Tollington School (1901-1967) was a selective, coeducational grammar school in Muswell Hill, London, England. For the present school on this site, see Fortismere School.

Foundation
Tollington School of Muswell Hill, North London N10, was the final manifestation of Tollington Park College, a private educational establishment for boys founded by William Brown in 1879 in Tollington Park, London N4. The success and increasing complement of the college soon outgrew its home. Rapid population expansion around Muswell Hill created the need for a new school and the opportunity was seen by the founder's son Campbell Brown; in 1901 he established Tollington Boys School in Tetherdown, Muswell Hill.

Tollington High School
In 1910 Tollington High School for girls was opened by Campbell Brown in nearby Collingwood Avenue. In 1919 both schools were purchased by London County Council, the local education authority. Aside from the senior management, the two schools operated independently.

Tollington Grammar School
In 1957, boys and girls came together in Tollington School, a coeducational grammar school and a new building was erected on the playing fields of the boys school, opening in 1959. In 1967 Tollington and the neighbouring William Grimshaw secondary modern schools were merged to become Creighton (comprehensive) School and the original names expired.

### Dataset content
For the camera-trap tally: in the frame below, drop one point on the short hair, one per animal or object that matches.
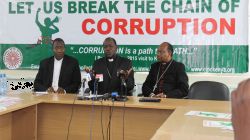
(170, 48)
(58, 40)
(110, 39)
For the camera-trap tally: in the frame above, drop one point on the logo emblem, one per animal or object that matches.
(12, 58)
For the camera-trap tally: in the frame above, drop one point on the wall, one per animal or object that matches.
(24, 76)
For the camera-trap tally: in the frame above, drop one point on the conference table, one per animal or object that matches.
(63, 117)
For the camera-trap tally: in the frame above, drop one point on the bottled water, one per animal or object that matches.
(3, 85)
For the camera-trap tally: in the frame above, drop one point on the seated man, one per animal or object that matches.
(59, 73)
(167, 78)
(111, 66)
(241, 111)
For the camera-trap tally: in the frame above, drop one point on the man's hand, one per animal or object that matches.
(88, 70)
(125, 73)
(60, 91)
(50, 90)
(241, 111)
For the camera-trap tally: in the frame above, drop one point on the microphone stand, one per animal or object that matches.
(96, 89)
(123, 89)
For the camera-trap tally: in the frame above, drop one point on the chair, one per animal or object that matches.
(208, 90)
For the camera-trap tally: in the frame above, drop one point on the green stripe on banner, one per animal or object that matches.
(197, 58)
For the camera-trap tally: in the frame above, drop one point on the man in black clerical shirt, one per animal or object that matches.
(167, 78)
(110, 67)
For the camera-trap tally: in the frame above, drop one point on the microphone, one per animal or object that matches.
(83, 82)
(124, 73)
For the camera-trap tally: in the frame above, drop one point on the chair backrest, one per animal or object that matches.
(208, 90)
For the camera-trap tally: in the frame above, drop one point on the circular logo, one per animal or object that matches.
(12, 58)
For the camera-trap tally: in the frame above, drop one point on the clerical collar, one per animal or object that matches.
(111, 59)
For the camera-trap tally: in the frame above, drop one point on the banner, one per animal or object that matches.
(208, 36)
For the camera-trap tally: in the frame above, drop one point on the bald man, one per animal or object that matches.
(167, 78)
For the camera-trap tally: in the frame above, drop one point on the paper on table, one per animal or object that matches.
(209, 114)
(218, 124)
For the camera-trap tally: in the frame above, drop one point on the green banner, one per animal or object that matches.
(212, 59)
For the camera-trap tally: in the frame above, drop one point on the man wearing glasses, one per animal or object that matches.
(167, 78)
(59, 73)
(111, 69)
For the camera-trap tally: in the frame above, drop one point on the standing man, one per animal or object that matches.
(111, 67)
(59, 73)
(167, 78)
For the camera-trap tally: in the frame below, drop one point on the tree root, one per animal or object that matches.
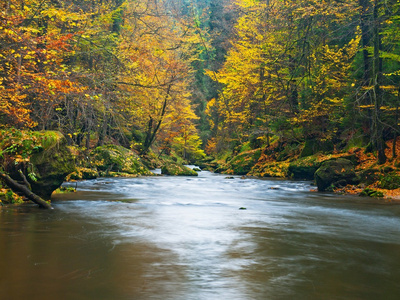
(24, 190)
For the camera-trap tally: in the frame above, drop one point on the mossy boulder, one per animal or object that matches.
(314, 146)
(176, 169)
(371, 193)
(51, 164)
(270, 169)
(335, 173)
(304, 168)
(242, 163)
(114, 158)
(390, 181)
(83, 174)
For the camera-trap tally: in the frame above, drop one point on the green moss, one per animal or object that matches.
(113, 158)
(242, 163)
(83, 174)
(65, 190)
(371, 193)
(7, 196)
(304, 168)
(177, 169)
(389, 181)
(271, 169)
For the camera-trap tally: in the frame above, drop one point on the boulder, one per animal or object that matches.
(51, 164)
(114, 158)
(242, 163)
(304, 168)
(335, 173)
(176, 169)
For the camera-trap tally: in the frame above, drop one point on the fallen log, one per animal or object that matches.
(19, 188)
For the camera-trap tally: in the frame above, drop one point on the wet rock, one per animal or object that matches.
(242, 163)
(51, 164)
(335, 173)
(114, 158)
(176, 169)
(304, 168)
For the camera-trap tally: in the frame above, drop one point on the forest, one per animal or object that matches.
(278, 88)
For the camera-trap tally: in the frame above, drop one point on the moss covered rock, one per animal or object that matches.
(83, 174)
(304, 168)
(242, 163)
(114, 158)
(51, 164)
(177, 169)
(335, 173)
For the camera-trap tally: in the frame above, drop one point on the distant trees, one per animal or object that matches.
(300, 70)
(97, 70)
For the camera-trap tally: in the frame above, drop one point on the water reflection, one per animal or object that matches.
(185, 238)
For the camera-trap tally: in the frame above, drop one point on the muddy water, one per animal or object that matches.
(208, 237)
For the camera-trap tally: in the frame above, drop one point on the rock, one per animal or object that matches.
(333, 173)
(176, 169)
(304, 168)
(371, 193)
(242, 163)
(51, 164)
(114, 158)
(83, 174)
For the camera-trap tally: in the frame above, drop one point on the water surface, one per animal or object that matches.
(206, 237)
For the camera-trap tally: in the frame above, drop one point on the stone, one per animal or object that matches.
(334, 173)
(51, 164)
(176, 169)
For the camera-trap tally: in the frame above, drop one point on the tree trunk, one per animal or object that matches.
==
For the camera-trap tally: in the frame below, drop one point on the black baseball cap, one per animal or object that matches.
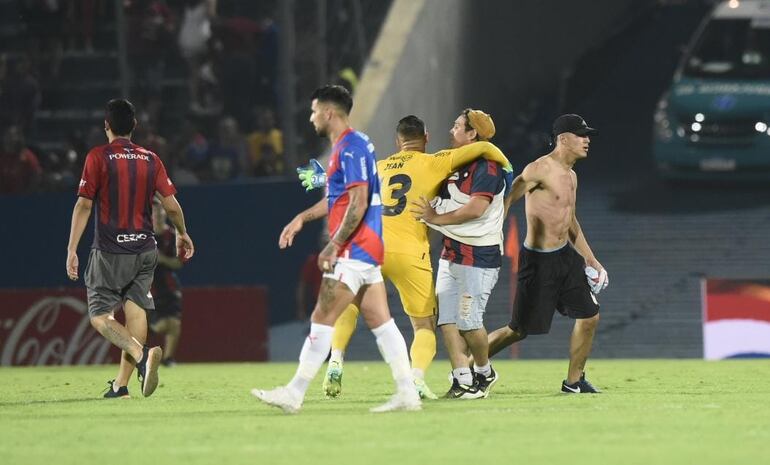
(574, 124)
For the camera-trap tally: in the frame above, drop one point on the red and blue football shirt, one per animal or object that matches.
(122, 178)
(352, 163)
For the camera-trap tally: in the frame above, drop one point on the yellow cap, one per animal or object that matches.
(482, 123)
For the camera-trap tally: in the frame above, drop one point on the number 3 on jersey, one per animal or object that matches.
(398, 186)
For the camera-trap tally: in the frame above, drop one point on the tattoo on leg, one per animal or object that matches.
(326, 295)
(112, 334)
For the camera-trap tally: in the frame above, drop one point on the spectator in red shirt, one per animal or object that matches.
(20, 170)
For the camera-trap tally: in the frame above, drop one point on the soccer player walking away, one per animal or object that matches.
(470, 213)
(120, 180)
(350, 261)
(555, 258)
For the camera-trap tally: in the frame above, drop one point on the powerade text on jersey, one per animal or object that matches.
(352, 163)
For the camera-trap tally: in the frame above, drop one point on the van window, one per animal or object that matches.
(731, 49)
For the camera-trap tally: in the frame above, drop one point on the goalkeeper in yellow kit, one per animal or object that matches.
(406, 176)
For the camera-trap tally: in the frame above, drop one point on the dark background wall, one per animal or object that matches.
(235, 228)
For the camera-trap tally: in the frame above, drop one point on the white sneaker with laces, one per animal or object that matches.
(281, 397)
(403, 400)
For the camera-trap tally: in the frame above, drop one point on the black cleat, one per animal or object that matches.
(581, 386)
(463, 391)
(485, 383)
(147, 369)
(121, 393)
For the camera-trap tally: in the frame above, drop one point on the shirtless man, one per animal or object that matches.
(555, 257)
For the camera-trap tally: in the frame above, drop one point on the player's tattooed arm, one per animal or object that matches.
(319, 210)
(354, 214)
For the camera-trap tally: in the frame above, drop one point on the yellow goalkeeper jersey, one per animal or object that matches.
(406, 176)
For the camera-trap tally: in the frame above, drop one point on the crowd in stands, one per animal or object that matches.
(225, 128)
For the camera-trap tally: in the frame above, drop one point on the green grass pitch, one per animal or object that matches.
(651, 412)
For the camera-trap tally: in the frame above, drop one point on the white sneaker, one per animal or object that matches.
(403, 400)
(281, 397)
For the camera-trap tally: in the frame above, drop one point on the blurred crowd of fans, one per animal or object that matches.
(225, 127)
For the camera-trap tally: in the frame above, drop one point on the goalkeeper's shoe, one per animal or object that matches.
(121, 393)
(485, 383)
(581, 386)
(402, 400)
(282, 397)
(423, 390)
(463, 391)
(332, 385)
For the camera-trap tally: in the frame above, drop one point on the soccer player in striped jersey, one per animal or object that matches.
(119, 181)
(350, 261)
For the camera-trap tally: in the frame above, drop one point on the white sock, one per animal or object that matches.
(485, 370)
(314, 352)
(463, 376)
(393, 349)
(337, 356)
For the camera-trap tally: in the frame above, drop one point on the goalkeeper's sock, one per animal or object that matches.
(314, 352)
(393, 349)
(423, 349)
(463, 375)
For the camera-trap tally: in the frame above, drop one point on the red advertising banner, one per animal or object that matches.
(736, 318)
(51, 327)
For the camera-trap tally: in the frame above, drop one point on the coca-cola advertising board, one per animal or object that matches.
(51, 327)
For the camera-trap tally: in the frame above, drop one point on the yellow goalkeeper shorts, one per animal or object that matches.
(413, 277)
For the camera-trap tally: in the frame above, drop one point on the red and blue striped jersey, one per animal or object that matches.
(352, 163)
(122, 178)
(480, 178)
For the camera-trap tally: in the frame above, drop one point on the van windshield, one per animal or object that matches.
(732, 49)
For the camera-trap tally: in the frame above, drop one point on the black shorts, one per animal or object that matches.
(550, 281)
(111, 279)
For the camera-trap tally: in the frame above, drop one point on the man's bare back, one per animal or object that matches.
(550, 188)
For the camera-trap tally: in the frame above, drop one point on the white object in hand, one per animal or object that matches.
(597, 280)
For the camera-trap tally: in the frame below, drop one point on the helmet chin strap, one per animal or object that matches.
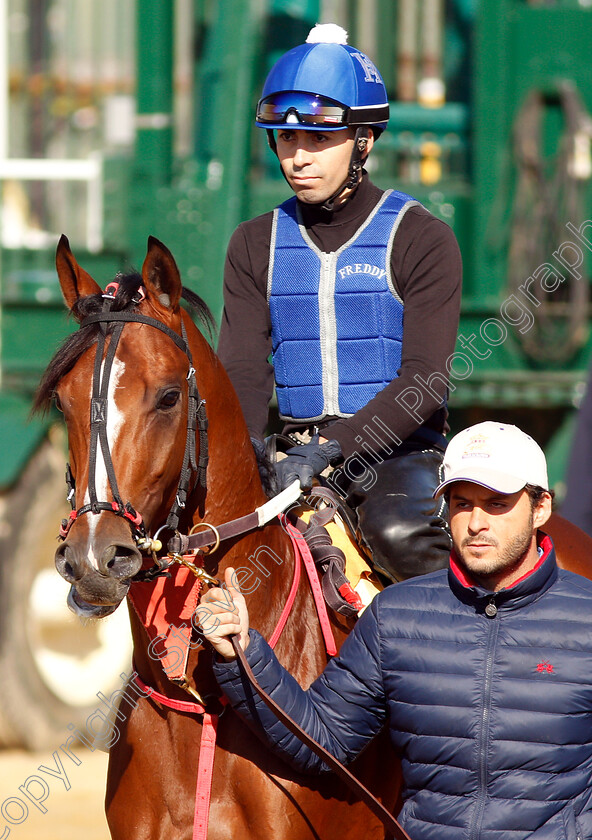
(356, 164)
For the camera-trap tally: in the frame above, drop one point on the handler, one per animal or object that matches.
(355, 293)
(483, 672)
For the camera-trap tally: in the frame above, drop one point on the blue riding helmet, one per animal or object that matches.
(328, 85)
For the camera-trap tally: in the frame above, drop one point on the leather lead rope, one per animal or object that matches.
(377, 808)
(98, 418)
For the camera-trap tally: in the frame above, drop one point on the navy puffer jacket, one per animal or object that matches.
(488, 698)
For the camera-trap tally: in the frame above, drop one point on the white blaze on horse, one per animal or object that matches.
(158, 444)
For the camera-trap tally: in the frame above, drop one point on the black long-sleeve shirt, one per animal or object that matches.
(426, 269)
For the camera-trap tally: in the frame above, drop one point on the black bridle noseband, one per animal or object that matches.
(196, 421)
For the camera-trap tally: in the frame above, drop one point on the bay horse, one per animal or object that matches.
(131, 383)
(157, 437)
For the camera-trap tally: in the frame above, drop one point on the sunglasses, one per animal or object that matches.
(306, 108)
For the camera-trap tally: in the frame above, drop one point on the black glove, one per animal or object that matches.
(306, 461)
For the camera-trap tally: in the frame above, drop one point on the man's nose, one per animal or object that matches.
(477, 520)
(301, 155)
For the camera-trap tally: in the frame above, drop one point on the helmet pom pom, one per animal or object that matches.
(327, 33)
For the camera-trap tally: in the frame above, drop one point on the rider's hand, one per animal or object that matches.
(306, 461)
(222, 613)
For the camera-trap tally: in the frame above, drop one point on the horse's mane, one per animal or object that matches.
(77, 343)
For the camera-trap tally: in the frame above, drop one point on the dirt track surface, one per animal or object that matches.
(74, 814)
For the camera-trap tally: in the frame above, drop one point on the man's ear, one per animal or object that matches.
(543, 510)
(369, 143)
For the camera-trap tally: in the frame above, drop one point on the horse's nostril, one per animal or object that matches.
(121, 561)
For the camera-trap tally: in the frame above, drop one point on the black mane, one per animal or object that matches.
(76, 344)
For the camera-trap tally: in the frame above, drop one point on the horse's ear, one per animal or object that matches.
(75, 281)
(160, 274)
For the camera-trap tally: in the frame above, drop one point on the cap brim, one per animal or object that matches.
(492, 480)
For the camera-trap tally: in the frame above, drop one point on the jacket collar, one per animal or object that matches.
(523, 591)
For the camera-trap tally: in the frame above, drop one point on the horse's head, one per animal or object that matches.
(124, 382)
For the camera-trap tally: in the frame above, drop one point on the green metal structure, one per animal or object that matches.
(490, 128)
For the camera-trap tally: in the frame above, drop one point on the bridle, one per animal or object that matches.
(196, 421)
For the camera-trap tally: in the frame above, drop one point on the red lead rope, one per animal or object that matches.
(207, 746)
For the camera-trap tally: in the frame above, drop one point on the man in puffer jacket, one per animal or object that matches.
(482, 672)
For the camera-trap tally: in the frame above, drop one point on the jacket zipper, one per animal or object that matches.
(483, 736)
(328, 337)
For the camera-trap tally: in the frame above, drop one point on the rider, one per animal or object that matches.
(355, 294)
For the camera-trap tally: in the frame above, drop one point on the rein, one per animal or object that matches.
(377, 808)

### Job
Repeat word for word everything in the Tollington School history above, from "Tollington School (1901-1967)" down to "Tetherdown, Muswell Hill.".

### Problem solution
Tollington School (1901-1967) was a selective, coeducational grammar school in Muswell Hill, London, England. For the present school on this site, see Fortismere School.

Foundation
Tollington School of Muswell Hill, North London N10, was the final manifestation of Tollington Park College, a private educational establishment for boys founded by William Brown in 1879 in Tollington Park, London N4. The success and increasing complement of the college soon outgrew its home. Rapid population expansion around Muswell Hill created the need for a new school and the opportunity was seen by the founder's son Campbell Brown; in 1901 he established Tollington Boys School in Tetherdown, Muswell Hill.